> **What you should do**
Copy out the entries below in full and exactly.

> **Given information**

++++++++

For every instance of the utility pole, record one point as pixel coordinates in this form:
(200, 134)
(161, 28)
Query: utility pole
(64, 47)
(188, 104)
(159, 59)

++++++++

> **Result of the task**
For every instance of the utility pole, record one point as pixel coordinates in this form:
(200, 134)
(161, 28)
Query: utility pole
(64, 47)
(188, 104)
(159, 59)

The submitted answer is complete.